Stored data entries
↓
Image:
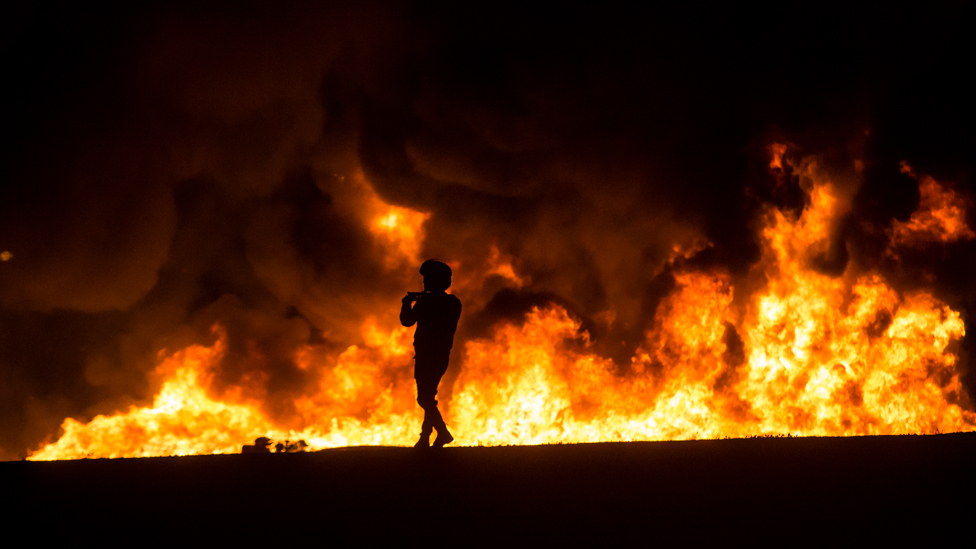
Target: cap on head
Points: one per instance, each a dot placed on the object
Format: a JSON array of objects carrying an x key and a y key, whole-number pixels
[{"x": 437, "y": 274}]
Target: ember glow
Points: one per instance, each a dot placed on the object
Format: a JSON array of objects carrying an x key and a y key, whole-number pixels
[{"x": 806, "y": 354}]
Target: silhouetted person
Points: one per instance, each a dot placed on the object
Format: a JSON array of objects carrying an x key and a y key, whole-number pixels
[{"x": 435, "y": 313}]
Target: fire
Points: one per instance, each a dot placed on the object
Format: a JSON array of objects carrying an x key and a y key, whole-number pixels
[
  {"x": 941, "y": 216},
  {"x": 807, "y": 354}
]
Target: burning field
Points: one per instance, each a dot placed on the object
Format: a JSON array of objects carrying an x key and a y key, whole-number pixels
[{"x": 658, "y": 232}]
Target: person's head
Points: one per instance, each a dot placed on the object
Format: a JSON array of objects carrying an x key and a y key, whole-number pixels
[{"x": 437, "y": 275}]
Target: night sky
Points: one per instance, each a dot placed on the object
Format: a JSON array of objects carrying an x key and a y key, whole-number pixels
[{"x": 170, "y": 166}]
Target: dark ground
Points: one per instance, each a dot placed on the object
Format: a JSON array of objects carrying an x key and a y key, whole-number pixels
[{"x": 783, "y": 491}]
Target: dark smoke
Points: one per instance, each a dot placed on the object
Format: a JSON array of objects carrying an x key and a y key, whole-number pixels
[{"x": 171, "y": 167}]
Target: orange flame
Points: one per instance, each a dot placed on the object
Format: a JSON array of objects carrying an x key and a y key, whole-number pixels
[
  {"x": 809, "y": 354},
  {"x": 941, "y": 216}
]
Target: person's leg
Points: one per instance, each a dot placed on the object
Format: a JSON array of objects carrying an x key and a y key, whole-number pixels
[
  {"x": 426, "y": 391},
  {"x": 428, "y": 373}
]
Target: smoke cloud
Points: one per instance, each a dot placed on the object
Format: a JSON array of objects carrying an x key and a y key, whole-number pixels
[{"x": 172, "y": 168}]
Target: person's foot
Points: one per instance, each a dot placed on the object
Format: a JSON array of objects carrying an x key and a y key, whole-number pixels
[{"x": 443, "y": 437}]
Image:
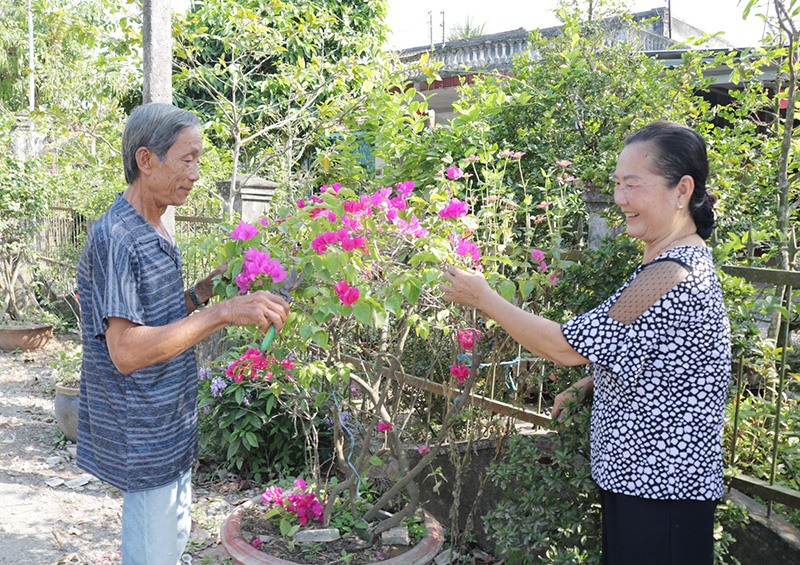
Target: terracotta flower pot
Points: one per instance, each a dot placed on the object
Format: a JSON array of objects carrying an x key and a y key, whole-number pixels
[
  {"x": 25, "y": 337},
  {"x": 66, "y": 408},
  {"x": 243, "y": 553}
]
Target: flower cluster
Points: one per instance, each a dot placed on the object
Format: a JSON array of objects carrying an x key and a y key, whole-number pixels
[
  {"x": 257, "y": 263},
  {"x": 347, "y": 294},
  {"x": 298, "y": 500}
]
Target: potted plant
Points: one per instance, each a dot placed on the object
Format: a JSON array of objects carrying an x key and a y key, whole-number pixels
[
  {"x": 25, "y": 193},
  {"x": 370, "y": 266}
]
↑
What the task requires: Output all the records above exactly, but without their images.

Solved exercise:
Image:
Target: cap on head
Points: one per instance, each a dot placed on the object
Format: a JSON array of objects carrying an x key and a y key, whole-number pixels
[{"x": 437, "y": 274}]
Target: ember glow
Points: one per instance, each a dot placed on the object
Format: a JSON array of objects carrying an x key and a y key, whole-number pixels
[{"x": 806, "y": 354}]
Target: silhouetted person
Points: one per instance, each a dot placed on the object
Format: a JSON array of objects carrying an x key and a y key, whole-number pixels
[{"x": 435, "y": 313}]
Target: fire
Points: one per instance, each a dot placed on the object
Format: a JSON array of objects carrying an x key and a y key, whole-number pixels
[
  {"x": 941, "y": 216},
  {"x": 807, "y": 354}
]
Target: burning field
Points: one per instance, each a dot placed on the object
Format: a JSON array of objects carrying an x key and a y key, whole-number pixels
[{"x": 658, "y": 232}]
Target: person's head
Points: one per instance, each a dot placed on the object
Format: a JSON array of objects carrying an x key and a y key, whole-number pixels
[{"x": 437, "y": 275}]
Target: night sky
Points: one per instance, each a dot placed on the object
Format: a JSON array of objects carrying an x key and a y key, whole-number pixels
[{"x": 170, "y": 166}]
Target: dark ground
Points: one per instance, each a dot placed on the object
Format: a JSON array of objects carrying an x key and a y key, whole-number pixels
[{"x": 783, "y": 491}]
Target: dark smoke
Points: one per instance, each a dot placed on the object
Format: a JSON array of objects carrying an x key and a y key, whole-number pixels
[{"x": 171, "y": 167}]
Target: orange flame
Points: one per instance, each a dot placed on the object
Format: a JSON array of objects carrying an x key and a y key, whole-number pixels
[
  {"x": 809, "y": 354},
  {"x": 941, "y": 216}
]
Target: person's leg
Points: one per instance, each a dot placed on the object
Format: a JSON array of objects carrying an x key and a y key, whole-number pixels
[
  {"x": 426, "y": 391},
  {"x": 428, "y": 373}
]
Target: smoke cloud
Points: one per instance, each a dot placed on the object
Format: a JSON array of objects carrying an x key and a y key, whole-number pixels
[{"x": 172, "y": 168}]
Target: person's foot
Points: one per instance, each a dot placed on the object
Format: a JSON array of objects carrying an x key and a y key, whole-number pixels
[{"x": 443, "y": 437}]
Image:
Target: terracotta flower pot
Points: one per instance, each a dot placed on the object
Format: a JSON array of objects carrying an x key and a y key, whole-number pixels
[
  {"x": 25, "y": 337},
  {"x": 66, "y": 408},
  {"x": 243, "y": 553}
]
Target: flower cluster
Points: one per instance, each a dot placed on the object
Format: a JSON array of objects carrying an x key and a y key, whole-number pixels
[
  {"x": 257, "y": 263},
  {"x": 347, "y": 294},
  {"x": 298, "y": 500}
]
Target: potted plant
Points: one per instance, each a dot placed on the object
Format: a JSON array of objects carrying an x key and a y key, whole-number pixels
[
  {"x": 25, "y": 193},
  {"x": 370, "y": 266}
]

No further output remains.